## Assignment
Each line from the one holding "Indicate every instance of the bicycle" to the last line below must be written out exactly, with no other output.

[Saved data entries]
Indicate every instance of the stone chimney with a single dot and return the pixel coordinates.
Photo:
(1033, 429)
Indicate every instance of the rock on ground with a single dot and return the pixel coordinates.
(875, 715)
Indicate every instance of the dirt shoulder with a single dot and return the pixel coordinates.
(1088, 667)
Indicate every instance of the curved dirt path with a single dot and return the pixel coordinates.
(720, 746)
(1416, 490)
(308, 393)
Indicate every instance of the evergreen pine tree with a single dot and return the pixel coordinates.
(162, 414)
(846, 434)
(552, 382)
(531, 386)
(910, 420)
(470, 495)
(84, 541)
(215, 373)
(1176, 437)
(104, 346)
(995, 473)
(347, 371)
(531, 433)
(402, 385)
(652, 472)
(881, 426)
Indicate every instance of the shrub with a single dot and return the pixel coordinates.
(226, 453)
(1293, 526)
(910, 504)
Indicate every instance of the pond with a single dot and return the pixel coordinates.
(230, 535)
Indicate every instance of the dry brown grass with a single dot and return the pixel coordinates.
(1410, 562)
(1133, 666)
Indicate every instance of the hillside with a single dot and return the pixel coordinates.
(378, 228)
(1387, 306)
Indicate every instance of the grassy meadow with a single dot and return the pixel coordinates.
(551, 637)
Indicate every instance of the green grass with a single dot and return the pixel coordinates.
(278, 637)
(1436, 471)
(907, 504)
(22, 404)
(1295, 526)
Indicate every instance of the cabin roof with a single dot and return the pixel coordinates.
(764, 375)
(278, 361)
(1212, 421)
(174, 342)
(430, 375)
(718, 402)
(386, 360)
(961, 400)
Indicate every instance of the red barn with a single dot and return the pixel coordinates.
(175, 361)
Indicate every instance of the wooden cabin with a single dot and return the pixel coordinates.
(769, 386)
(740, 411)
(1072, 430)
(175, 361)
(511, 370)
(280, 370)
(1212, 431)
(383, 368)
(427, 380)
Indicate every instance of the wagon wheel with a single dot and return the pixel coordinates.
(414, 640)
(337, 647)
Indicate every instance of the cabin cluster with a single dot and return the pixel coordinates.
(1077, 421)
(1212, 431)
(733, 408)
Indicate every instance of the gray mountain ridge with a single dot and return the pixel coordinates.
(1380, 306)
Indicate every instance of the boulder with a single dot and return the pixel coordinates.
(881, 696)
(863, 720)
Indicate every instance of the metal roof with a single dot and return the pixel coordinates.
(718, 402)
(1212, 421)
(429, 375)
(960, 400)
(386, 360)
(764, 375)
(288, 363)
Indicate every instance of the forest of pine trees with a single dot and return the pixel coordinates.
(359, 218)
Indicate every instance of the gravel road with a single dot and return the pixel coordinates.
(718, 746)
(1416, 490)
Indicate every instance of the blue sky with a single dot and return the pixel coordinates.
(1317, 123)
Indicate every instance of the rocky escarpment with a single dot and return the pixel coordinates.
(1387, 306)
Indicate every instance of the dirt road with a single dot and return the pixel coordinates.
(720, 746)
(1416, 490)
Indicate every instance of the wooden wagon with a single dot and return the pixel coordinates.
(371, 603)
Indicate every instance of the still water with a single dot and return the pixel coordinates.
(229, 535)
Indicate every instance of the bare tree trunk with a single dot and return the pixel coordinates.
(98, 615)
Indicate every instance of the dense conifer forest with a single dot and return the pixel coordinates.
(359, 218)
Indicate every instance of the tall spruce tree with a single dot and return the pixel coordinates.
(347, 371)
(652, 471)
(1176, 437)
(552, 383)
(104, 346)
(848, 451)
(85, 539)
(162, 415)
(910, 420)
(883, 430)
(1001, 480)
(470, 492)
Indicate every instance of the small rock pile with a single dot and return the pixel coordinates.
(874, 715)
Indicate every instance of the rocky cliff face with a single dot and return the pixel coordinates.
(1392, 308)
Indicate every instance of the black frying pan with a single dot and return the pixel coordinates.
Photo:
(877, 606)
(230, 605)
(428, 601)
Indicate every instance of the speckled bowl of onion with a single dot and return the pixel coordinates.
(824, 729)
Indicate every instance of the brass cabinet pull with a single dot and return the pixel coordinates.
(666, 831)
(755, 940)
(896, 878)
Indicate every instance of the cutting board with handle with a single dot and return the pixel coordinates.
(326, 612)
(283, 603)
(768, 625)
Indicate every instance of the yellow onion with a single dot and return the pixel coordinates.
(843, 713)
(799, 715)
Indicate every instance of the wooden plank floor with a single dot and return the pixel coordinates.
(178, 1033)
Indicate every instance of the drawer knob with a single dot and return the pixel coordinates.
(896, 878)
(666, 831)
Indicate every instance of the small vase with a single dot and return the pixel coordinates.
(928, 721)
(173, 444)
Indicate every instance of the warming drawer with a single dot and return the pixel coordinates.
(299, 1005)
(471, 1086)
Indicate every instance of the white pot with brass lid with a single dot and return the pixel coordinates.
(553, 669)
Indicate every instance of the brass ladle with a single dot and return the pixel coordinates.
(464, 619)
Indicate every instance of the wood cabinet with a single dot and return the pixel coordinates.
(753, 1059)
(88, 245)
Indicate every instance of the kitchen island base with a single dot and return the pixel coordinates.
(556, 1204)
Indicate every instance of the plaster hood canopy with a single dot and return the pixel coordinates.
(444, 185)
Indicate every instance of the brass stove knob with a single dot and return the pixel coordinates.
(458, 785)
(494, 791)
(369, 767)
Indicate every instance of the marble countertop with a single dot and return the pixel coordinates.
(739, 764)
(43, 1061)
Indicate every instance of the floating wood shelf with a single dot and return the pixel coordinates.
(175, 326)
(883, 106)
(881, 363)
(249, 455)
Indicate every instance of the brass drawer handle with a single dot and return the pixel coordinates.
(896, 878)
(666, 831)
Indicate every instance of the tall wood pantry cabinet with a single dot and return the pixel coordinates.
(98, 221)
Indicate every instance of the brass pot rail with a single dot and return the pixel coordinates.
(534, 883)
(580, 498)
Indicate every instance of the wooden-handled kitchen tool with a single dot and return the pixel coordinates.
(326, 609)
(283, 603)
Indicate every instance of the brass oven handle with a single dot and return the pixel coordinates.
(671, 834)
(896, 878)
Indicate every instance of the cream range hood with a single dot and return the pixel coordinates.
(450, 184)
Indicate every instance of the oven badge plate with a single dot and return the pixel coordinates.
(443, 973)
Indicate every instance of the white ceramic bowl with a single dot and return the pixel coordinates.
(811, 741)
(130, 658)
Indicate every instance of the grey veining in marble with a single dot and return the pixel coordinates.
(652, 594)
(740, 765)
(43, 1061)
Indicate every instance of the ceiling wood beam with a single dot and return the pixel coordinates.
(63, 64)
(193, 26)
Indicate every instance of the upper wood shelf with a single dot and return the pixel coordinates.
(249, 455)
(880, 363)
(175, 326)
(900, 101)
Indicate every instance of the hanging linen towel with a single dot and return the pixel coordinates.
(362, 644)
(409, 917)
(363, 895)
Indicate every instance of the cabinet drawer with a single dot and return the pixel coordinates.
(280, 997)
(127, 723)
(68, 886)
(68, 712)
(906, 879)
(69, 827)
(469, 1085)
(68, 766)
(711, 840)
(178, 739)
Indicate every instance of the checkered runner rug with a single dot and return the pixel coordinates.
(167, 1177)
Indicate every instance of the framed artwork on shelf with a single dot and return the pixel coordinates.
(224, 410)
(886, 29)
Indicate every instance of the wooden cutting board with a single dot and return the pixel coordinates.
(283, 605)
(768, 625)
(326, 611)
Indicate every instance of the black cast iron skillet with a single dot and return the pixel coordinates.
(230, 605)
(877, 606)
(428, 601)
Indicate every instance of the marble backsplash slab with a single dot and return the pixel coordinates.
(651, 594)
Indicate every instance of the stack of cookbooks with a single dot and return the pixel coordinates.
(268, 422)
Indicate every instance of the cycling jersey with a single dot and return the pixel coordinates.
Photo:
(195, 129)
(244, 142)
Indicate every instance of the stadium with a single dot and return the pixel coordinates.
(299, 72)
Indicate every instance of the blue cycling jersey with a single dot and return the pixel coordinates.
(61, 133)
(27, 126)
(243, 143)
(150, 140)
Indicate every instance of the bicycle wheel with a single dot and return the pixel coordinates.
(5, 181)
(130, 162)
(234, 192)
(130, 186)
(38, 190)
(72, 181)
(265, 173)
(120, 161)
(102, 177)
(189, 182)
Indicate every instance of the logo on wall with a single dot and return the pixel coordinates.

## Solution
Indicate every instance of the bicycle wheel with a single dot and return the pixel coordinates.
(5, 181)
(130, 162)
(234, 192)
(130, 186)
(38, 190)
(72, 181)
(265, 173)
(120, 161)
(102, 177)
(189, 182)
Indicate every instance of the logo on wall with a single dot and return the pixel coordinates.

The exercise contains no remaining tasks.